- [What you will do]:
Pick out each line of the listing below that contains the word "short" and copy those lines.
Begin Provided records
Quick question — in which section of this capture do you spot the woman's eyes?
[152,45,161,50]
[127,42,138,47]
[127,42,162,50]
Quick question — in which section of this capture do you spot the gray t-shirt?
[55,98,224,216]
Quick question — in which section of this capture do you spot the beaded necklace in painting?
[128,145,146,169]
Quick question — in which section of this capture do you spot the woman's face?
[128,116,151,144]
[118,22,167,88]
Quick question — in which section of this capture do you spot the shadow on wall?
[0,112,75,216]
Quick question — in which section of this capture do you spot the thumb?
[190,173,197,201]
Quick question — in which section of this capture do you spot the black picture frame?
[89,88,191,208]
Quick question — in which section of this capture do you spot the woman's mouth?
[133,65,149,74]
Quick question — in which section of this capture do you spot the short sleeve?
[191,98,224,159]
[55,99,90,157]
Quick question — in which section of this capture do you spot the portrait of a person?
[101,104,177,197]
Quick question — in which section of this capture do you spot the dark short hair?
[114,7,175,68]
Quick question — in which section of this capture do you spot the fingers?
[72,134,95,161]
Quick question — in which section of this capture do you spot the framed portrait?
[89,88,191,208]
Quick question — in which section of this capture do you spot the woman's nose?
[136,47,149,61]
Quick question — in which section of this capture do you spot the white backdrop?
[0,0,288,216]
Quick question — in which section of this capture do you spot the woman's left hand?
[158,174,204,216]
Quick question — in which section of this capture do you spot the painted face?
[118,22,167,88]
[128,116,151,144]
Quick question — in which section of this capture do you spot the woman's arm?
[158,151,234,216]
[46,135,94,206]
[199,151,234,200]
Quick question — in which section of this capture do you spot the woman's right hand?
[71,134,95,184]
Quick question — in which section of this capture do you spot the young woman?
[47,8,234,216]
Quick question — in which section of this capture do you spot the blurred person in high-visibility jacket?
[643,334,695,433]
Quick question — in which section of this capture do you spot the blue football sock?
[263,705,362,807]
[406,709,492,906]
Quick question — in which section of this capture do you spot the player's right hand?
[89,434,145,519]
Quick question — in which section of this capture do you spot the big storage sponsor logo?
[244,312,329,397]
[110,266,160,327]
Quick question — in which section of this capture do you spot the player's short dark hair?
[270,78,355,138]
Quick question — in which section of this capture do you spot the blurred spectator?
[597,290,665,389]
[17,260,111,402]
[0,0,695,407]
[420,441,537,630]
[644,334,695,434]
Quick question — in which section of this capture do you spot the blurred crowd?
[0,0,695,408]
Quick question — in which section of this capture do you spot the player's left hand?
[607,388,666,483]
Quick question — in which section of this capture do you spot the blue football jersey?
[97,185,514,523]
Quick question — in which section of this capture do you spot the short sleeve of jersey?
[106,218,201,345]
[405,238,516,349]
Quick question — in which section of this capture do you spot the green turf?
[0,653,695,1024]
End Provided records
- [Answer to the problem]:
Quick question — in which section of this capture do you spot the short sleeve?
Quick question — in which section of this capture do you spot the dark short hair?
Quick question — in which section of this capture do you spot the player's short dark hair?
Quick question — in which section of this capture do you spot the short sleeve of jersey?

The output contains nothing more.